• WHAT TO WORK ON:
1/ Set down the London market report's text from "Finding something postive" to "intent to bid." without any changes.
2/ In the London market report, what annual rate of housing starts did the Commerce Department give for July?
3/ Write the next part of the London market report, starting after its final sentence.

• PROVIDED PASSAGE:
================================

The FTSE 100 closed down 129.8 points at 5,320.4 today, which looked on the cards once yesterday’s Wall Street news was digested, with the financial sector taking a hit. The FTSE 250 closed down a heavy 256.4 points at 8,967.6, with the poor old housebuilders taking the hits there.
Over the pond, by the time London closed the DJI was down about 125 points at 11,354, whilst the S&P500 was down 12 points at 1,267, and the Nasdaq down over 22 points at 2,394. News from the US government that wholesale level inflation has risen at the fastest speed in 30 years was received with open mouths. Core inflation, which does not take in to account food and energy costs, was up 1.2% last month, on top of the 1.8% in June. Then the Commerce Department said that housebuilding was at its lowest level for 17 years in July, just incase any more doom and gloom was needed. An annual rate of 965k units were being started, compared to 1.08m in June. What with the possible US government bail out of mortgage giants Fannie Mae and Freddie Mac still ringing in investors’ ears from yesterday, it was inevitable that Wall Street would take a hit and that London would follow some more. Don’t forget, as we mentioned this morning, rumours that Lehman Brothers would be posting some rather concerning 3rd quarter numbers also had the banks reeling. Then we had the Kenneth Rogoff comments. He is the ex-IMF chief economist that people take notice of, especially when he says that one of the largest US major banks will be going to the wall in the next 3 months. This implies that he knows more, and has informers where it matters.
Back here in London, it was the financial sector that was blooded. Obviously. HBOS closed down 22p at 277.5p, also hindered by a WestLB downgrade to ‘add’ from ‘buy’, whilst RBS closed down 13.5p at 215p, Barclays down 18.5p at just over 324p, Standard Chartered down 87p at 1,326, and Lloyds TSB closing down almost 18p at just over 288p.
The insurance guys also carried on from this morning, downwards, with Aviva closing down nearly 29p at jusrt shy of 496p, the Pru off 30.5p at 519.5p, and Legal & General down 6.4p to close at 96.7p.
Finding something postive was difficult, but medical supplier Smith & Nephew had a fairly good day, closing up 13.5p at 632p as investors moved in seeing a safe stock, but also helped by rumours of a US firm Zimmer Holdings were sniffing with intent to bid.

================================

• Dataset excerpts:
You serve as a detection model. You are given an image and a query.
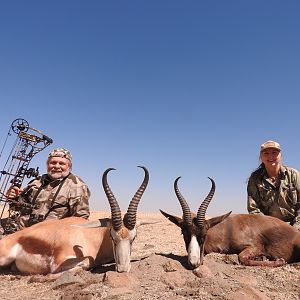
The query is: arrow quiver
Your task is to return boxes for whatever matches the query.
[0,119,53,220]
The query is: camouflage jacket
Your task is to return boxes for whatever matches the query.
[247,166,300,228]
[14,173,90,229]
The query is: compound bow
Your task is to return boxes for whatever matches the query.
[0,119,53,220]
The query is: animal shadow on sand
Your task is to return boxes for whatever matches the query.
[155,253,191,270]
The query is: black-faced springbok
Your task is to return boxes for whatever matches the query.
[160,177,300,269]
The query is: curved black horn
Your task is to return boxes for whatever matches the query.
[102,168,122,231]
[174,177,192,225]
[197,177,216,227]
[124,166,149,230]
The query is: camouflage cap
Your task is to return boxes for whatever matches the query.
[260,141,281,152]
[48,148,72,162]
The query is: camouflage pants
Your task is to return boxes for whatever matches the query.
[0,216,24,237]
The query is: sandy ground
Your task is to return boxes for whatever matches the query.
[0,212,300,300]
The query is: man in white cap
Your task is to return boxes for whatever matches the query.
[247,140,300,229]
[1,148,90,234]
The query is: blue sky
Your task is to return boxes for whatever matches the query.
[0,0,300,215]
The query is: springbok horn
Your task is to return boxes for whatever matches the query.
[123,166,149,230]
[102,168,122,231]
[174,177,192,225]
[197,177,216,227]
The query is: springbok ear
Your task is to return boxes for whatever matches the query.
[205,211,231,228]
[135,221,161,228]
[159,209,183,227]
[71,218,111,228]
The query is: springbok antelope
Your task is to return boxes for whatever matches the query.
[0,166,149,274]
[160,177,300,269]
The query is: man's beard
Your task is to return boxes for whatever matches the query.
[48,169,70,179]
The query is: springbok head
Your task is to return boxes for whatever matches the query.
[160,177,231,268]
[82,166,149,272]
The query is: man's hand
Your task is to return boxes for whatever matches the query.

================================

• RESPONSES IN ORDER:
1/
Finding something postive was difficult, but medical supplier Smith & Nephew had a fairly good day, closing up 13.5p at 632p as investors moved in seeing a safe stock, but also helped by rumours of a US firm Zimmer Holdings were sniffing with intent to bid.

2/ An annual rate of 965k units.

3/
Other safety was found in energy, where Scottish & Southern Energy closed up 14p at 1,453p, United Utilities up 4.5p at 709.5p, and National Grid closed up 2p at 710p.
On to mining, briefly, where Xstrata closed up 52p at 2,871 after deciding it needed to announce that it reckons market conditions will improve towards the year’s end.
On to housing related movements, where the main FTSE faller today was the heavily US exposed Wolseley, the building materials supplier, that closed down almost 37p at 389.5p. That’s over 8.5% fall in one day. Those US house build figures did the damage, one can confidently assume.
On to the housebuilders themselves, where Persimmons closed down 27p at 305p, Taylor Wimpey down 4.5p at 42.25p, and Barratts down over 11p at 118p. All following the sector trend.
Staying in property, Real Estate Investment Trust (REIT) Brixton closed down 23p at just shy of 225p after poor interims were announced, which we explained in detail this morning. Merrills reiterated its ‘underperform’ stance on Brixton.
Another positive note - Oil services group Wellstream closed up 70p at 1,110p after announcing a £600m deal with Petroleo Brasileiro.
As also mentioned this morning, Punch Taverns received a JP Morgan downgrade, closing down 26p at just shy of 227p, and peer Marston’s received the same JP Morgan treatment, closing down 11.5p at 194.25p as a result. Mitchells & Butlers fell in synpathy, down 17p at 272.25p.
Lloyd’s insurer Hiscox closed up 2.5p at just over 227p as inevstors studied the interims announced yesterday and saw more value.